--- Material for this exercise ---

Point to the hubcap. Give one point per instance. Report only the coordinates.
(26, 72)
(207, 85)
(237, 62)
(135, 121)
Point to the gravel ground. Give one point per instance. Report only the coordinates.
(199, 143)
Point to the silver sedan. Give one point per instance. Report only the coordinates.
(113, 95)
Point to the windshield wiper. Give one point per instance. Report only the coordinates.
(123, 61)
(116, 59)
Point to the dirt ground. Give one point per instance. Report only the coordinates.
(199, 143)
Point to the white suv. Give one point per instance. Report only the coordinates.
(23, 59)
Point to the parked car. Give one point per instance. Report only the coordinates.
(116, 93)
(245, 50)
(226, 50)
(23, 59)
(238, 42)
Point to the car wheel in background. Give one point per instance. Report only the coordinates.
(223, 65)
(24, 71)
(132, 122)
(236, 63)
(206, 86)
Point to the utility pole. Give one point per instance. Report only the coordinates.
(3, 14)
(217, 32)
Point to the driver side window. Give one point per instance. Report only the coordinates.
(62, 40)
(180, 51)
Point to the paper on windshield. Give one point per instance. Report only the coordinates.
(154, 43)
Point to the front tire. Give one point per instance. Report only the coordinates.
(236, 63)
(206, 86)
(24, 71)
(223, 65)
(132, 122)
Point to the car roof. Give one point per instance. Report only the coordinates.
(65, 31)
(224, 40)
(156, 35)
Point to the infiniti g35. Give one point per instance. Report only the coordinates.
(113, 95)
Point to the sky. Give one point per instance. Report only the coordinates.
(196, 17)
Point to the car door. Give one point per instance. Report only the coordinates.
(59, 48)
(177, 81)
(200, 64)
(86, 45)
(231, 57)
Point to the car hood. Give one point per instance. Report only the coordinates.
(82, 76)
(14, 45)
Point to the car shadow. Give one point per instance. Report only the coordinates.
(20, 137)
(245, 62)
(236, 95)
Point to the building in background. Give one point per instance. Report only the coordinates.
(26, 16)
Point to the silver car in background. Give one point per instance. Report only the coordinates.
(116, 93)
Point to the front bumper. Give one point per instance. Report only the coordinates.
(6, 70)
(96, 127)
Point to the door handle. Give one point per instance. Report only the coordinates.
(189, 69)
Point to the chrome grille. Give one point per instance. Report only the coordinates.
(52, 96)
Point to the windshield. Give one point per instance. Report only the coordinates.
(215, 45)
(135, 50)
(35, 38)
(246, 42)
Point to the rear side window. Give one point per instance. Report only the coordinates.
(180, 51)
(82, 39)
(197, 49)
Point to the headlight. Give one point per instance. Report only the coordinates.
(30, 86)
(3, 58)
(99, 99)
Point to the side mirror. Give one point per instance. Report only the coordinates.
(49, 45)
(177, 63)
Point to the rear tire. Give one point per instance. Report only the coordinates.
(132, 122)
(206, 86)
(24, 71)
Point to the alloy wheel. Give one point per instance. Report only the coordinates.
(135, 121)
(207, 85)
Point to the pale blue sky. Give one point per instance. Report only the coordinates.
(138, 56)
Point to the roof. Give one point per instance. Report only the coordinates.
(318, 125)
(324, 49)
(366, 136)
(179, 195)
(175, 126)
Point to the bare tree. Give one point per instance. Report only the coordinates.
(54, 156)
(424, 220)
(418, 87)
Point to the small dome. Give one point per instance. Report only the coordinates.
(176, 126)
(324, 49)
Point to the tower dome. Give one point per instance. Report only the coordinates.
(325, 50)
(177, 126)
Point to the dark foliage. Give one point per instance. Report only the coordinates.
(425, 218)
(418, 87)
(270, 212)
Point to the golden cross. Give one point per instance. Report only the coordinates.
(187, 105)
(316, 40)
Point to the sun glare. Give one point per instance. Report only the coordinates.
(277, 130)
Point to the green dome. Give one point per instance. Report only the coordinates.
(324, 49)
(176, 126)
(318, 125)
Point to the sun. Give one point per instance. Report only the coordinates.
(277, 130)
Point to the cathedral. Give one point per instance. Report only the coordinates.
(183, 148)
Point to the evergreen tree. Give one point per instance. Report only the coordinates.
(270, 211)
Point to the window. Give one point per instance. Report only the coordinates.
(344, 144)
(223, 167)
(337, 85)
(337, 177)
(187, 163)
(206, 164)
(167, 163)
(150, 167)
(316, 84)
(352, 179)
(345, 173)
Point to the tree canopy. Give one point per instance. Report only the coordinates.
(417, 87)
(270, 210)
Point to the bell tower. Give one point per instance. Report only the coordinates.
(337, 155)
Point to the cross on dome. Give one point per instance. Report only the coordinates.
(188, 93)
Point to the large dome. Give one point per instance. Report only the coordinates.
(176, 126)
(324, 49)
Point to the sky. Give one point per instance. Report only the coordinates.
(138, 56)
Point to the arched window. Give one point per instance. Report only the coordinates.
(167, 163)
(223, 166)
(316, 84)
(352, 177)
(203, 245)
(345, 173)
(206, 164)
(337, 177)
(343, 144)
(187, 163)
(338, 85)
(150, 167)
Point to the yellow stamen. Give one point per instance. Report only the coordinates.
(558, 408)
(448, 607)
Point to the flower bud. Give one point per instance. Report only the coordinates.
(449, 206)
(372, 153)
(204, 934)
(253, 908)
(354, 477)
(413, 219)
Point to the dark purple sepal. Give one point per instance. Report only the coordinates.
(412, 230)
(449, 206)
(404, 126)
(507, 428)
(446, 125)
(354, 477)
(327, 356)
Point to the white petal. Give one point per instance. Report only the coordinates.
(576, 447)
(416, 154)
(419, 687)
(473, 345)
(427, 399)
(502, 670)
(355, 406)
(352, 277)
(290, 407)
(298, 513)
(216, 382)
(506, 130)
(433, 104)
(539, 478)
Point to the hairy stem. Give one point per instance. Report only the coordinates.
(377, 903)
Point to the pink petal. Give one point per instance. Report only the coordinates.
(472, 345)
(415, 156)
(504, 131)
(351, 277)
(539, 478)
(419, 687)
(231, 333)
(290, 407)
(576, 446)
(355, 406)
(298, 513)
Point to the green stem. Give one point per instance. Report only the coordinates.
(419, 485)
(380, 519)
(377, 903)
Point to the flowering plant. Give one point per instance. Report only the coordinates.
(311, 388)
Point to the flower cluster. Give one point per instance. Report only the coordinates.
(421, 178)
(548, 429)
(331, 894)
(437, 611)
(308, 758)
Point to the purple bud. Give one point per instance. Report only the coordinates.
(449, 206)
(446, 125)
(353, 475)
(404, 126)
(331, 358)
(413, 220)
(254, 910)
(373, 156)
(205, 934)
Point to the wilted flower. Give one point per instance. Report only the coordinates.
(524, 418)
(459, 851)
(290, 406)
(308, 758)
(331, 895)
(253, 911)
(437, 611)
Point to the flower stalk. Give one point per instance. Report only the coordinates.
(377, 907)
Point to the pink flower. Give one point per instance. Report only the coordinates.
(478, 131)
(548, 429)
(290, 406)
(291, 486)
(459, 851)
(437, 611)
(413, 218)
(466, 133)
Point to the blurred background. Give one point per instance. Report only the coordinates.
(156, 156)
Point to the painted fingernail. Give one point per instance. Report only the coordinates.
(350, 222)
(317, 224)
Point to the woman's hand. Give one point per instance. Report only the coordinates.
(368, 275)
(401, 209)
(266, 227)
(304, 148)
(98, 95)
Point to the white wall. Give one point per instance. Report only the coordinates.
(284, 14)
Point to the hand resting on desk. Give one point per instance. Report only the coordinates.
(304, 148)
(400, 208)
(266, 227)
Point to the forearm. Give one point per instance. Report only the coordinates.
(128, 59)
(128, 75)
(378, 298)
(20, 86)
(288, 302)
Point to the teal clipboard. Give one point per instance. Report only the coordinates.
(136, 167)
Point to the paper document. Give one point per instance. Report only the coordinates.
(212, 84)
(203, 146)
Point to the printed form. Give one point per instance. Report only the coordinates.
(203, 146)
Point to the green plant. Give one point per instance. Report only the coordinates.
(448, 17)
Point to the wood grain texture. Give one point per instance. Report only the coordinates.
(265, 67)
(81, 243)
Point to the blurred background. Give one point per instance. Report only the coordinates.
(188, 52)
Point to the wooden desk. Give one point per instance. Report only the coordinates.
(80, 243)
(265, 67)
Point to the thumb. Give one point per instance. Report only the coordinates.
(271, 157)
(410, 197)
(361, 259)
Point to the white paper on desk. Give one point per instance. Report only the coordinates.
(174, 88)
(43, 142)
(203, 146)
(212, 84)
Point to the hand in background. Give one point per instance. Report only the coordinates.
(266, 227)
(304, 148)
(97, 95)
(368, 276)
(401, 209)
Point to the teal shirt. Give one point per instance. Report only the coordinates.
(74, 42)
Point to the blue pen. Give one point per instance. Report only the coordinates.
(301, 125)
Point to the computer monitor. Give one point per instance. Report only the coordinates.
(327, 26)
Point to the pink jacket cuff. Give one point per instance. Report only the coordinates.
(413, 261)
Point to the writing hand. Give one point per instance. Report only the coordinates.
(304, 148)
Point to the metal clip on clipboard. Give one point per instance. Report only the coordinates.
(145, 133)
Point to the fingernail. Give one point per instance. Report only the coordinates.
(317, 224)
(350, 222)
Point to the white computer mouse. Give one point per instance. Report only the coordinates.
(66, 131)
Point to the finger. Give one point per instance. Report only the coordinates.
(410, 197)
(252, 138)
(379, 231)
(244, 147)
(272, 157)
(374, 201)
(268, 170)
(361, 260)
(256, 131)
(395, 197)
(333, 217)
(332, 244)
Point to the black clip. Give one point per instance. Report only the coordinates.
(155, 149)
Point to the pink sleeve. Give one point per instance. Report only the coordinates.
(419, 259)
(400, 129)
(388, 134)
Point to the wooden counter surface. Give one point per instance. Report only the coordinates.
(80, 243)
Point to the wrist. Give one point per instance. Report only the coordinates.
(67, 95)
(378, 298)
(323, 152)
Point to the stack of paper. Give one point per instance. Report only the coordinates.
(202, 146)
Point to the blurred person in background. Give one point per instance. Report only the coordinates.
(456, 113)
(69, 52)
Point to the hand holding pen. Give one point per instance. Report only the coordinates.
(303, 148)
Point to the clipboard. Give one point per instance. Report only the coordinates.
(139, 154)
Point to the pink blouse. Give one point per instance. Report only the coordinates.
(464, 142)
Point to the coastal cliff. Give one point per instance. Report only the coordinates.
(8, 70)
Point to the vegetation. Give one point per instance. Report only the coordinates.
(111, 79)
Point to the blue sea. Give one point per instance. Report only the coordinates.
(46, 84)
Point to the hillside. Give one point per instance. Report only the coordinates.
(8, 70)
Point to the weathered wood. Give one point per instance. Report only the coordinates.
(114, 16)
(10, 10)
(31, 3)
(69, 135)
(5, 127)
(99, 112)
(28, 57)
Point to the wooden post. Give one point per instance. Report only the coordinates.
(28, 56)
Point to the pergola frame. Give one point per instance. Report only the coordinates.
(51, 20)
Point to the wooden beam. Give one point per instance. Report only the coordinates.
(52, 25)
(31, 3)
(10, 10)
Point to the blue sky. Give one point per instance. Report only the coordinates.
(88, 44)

--- Action item ---
Please output exactly the lines from the one containing "Point to the blue sky." through the end of the records, both included.

--- Output for this exercise ---
Point to the blue sky. Give one point per instance. Report only the coordinates.
(88, 44)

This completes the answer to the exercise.